Task item
All the data should be transcribed exactly, with every line kept.

Start of Block

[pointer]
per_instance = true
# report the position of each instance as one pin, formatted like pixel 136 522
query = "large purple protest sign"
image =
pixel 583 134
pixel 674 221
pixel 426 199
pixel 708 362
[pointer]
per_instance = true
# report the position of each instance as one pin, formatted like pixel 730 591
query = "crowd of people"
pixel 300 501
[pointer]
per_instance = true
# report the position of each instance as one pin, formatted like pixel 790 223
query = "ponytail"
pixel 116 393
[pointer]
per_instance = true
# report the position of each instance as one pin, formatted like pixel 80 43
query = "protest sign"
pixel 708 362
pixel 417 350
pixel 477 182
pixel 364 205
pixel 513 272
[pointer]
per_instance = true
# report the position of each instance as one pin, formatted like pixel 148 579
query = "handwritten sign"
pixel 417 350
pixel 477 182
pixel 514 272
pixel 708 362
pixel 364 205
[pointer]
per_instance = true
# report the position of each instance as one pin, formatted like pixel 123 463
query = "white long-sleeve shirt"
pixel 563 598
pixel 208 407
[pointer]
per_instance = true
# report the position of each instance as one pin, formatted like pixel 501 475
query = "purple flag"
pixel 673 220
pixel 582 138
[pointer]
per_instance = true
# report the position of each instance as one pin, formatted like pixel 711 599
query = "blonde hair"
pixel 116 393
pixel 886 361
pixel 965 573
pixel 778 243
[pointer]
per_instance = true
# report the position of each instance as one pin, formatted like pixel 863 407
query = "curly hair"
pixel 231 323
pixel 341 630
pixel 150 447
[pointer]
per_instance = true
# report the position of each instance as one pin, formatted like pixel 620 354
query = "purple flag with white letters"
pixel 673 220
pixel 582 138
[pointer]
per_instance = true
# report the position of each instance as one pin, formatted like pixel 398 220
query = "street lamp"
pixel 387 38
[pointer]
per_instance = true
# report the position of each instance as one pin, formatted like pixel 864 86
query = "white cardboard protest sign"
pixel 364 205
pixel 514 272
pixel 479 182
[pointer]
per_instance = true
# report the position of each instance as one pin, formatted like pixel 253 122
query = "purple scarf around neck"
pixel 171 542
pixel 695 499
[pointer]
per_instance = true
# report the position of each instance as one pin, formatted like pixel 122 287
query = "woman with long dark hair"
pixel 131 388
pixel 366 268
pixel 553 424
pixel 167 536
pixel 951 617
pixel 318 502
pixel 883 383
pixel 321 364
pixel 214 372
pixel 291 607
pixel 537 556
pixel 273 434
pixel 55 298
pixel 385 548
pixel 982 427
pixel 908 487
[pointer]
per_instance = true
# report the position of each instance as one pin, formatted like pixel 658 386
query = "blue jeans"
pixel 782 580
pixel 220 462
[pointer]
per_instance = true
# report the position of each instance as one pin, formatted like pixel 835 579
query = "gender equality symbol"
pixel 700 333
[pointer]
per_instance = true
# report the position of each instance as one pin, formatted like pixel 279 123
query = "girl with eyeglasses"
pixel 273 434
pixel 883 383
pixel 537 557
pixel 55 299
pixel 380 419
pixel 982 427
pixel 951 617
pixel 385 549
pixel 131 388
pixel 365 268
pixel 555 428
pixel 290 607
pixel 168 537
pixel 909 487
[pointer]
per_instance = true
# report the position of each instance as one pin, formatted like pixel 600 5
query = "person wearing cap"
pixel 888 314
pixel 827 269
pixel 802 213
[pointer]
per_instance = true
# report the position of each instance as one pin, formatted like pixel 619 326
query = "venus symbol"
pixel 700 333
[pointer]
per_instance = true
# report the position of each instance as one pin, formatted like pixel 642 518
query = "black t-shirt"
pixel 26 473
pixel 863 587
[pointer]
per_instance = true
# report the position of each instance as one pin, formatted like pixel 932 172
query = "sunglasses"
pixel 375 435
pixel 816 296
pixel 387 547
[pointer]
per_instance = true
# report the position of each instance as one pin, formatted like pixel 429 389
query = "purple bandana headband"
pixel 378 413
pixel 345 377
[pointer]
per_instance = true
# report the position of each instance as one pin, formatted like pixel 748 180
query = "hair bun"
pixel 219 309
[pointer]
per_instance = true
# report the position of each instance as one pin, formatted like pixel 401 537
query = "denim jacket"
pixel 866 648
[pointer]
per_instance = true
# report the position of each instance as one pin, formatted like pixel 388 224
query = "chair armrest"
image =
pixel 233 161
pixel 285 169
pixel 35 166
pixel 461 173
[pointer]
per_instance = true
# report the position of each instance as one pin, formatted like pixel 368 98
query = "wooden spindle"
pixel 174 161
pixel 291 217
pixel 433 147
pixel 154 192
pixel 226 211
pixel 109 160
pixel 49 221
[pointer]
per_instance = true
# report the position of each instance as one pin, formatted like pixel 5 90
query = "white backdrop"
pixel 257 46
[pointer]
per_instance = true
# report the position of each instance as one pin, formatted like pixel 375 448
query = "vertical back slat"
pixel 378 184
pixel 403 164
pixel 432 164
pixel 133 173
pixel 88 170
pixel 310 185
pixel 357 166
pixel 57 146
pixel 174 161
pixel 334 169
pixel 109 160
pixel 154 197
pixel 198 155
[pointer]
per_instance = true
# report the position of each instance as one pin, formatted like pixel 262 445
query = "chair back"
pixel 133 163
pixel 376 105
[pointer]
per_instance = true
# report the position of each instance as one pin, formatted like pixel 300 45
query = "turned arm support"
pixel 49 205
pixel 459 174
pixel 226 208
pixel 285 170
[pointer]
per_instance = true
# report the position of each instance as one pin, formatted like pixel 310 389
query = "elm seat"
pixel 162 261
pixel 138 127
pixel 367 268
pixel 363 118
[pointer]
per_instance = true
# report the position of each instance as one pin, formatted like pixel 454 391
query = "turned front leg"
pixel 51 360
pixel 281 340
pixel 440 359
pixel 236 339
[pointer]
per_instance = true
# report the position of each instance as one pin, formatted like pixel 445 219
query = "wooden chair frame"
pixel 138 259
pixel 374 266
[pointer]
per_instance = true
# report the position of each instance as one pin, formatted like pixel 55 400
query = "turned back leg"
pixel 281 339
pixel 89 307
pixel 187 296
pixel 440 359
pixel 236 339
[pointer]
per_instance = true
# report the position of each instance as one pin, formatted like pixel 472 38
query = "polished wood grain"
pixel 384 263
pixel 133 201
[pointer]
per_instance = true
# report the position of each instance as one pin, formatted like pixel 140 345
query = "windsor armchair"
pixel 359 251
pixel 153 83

End of Block

Response area
[pointer]
per_instance = true
# report the position of each instance as one pin, formatted like pixel 136 522
query = "large purple protest sign"
image =
pixel 583 134
pixel 674 221
pixel 426 199
pixel 708 362
[pointer]
per_instance = true
# report the position of each instance as one pin, formatted like pixel 730 591
query = "crowd of people"
pixel 300 501
[pointer]
per_instance = true
# report the position of each instance as one pin, formatted like pixel 790 223
query = "ponytail"
pixel 116 393
[pointer]
per_instance = true
# report the position of each instance as one pin, formatted like pixel 80 43
query = "protest sign"
pixel 708 362
pixel 417 350
pixel 477 182
pixel 364 205
pixel 513 272
[pointer]
per_instance = true
# report the position of each instance as one pin, formatted like pixel 148 579
query = "handwritten sign"
pixel 417 350
pixel 477 182
pixel 514 272
pixel 708 362
pixel 364 205
[pointer]
per_instance = true
# report the position of each instance as one pin, formatted like pixel 123 463
query = "white long-sleeve shirt"
pixel 563 598
pixel 208 407
[pointer]
per_instance = true
# report the position of each instance as one pin, formatted like pixel 501 475
query = "purple flag"
pixel 673 220
pixel 582 138
[pointer]
per_instance = true
# report the position of each instance as one pin, formatted like pixel 711 599
query = "blonde hair"
pixel 116 393
pixel 886 361
pixel 965 573
pixel 778 243
[pointer]
per_instance = true
# report the position of each instance as one pin, formatted like pixel 863 407
query = "curly hair"
pixel 231 323
pixel 341 630
pixel 150 447
[pointer]
per_instance = true
# report the position of each instance as one pin, formatted like pixel 620 354
query = "purple flag with white letters"
pixel 673 220
pixel 582 138
[pointer]
per_instance = true
# report the position of each instance as one pin, formatted like pixel 398 220
query = "street lamp"
pixel 387 38
[pointer]
per_instance = true
# report the position of each instance as one pin, formatted like pixel 864 86
query = "white cardboard protest sign"
pixel 364 205
pixel 514 272
pixel 479 182
[pointer]
per_instance = true
# report the position of each instance as one pin, formatted like pixel 253 122
query = "purple scarf around neck"
pixel 171 542
pixel 695 499
[pointer]
per_instance = true
# report the position of each instance as one pin, formatted like pixel 122 287
query = "woman with long dark hair"
pixel 131 388
pixel 366 268
pixel 553 424
pixel 167 536
pixel 951 617
pixel 318 502
pixel 883 383
pixel 321 364
pixel 214 372
pixel 291 607
pixel 537 556
pixel 273 434
pixel 55 298
pixel 385 548
pixel 982 427
pixel 908 487
[pointer]
per_instance = true
# report the position of each instance as one pin, formatted like pixel 658 386
query = "blue jeans"
pixel 782 580
pixel 220 462
[pointer]
per_instance = true
# report the position of each instance as one pin, formatted like pixel 835 579
query = "gender equality symbol"
pixel 700 333
[pointer]
per_instance = true
# report the position of each instance as one pin, formatted like pixel 279 123
query = "girl with eyeglasses"
pixel 273 434
pixel 883 383
pixel 537 557
pixel 55 299
pixel 380 419
pixel 982 427
pixel 951 617
pixel 385 549
pixel 131 388
pixel 365 268
pixel 555 428
pixel 290 607
pixel 168 537
pixel 909 487
[pointer]
per_instance = true
# report the position of each instance as one pin, formatted like pixel 600 5
query = "person wearing cap"
pixel 888 314
pixel 827 269
pixel 802 213
[pointer]
per_instance = true
# report the position of each instance as one pin, formatted like pixel 619 326
query = "venus symbol"
pixel 700 333
[pointer]
per_instance = true
# report the position of each instance as one pin, formatted like pixel 642 518
query = "black t-shirt"
pixel 26 473
pixel 863 587
[pointer]
per_instance = true
# report the position of each instance as one pin, formatted like pixel 932 172
query = "sunglasses"
pixel 375 435
pixel 816 296
pixel 387 547
[pointer]
per_instance = true
# report the position of each instance as one pin, formatted like pixel 429 389
query = "purple bandana headband"
pixel 378 413
pixel 345 377
[pointer]
per_instance = true
# report the position of each instance as one pin, formatted like pixel 748 180
query = "hair bun"
pixel 219 309
[pointer]
per_instance = true
# report the position of each instance as one pin, formatted like pixel 401 537
query = "denim jacket"
pixel 866 648
[pointer]
per_instance = true
# report the position of each instance as one pin, formatted like pixel 388 224
query = "chair armrest"
image =
pixel 233 161
pixel 285 169
pixel 35 166
pixel 461 173
[pointer]
per_instance = true
# report the position of each instance as one pin, formatted like pixel 368 98
query = "wooden spindle"
pixel 174 161
pixel 291 217
pixel 433 147
pixel 154 192
pixel 226 211
pixel 109 160
pixel 49 221
[pointer]
per_instance = true
# report the position of each instance as one pin, formatted like pixel 5 90
query = "white backdrop"
pixel 257 46
[pointer]
per_instance = true
# report the position of each instance as one pin, formatted like pixel 375 448
query = "vertical back slat"
pixel 378 184
pixel 403 164
pixel 432 164
pixel 133 173
pixel 88 170
pixel 310 185
pixel 357 166
pixel 57 146
pixel 174 161
pixel 334 169
pixel 109 160
pixel 154 197
pixel 198 155
[pointer]
per_instance = true
# report the position of each instance as one pin, formatted like pixel 262 445
query = "chair back"
pixel 133 163
pixel 376 105
[pointer]
per_instance = true
# report the position of each instance as one pin, formatted like pixel 300 45
query = "turned arm support"
pixel 49 205
pixel 459 174
pixel 226 208
pixel 285 170
[pointer]
per_instance = true
# report the position of each instance as one pin, formatted like pixel 310 389
query = "elm seat"
pixel 162 261
pixel 138 127
pixel 367 268
pixel 363 118
[pointer]
per_instance = true
# report the position of each instance as one pin, formatted like pixel 454 391
query = "turned front leg"
pixel 51 360
pixel 281 340
pixel 440 359
pixel 236 339
[pointer]
per_instance = true
# report the position of each instance as one pin, formatted like pixel 445 219
query = "wooden chair frame"
pixel 138 259
pixel 374 266
[pointer]
per_instance = true
# report the position of each instance as one pin, formatted like pixel 55 400
query = "turned back leg"
pixel 281 339
pixel 89 307
pixel 187 296
pixel 440 359
pixel 236 339
[pointer]
per_instance = true
# report the position of each instance as one pin, formatted like pixel 472 38
query = "polished wood grain"
pixel 384 263
pixel 133 201
[pointer]
per_instance = true
# report the position of each instance as one pin, formatted like pixel 140 345
query = "windsor armchair"
pixel 359 251
pixel 153 83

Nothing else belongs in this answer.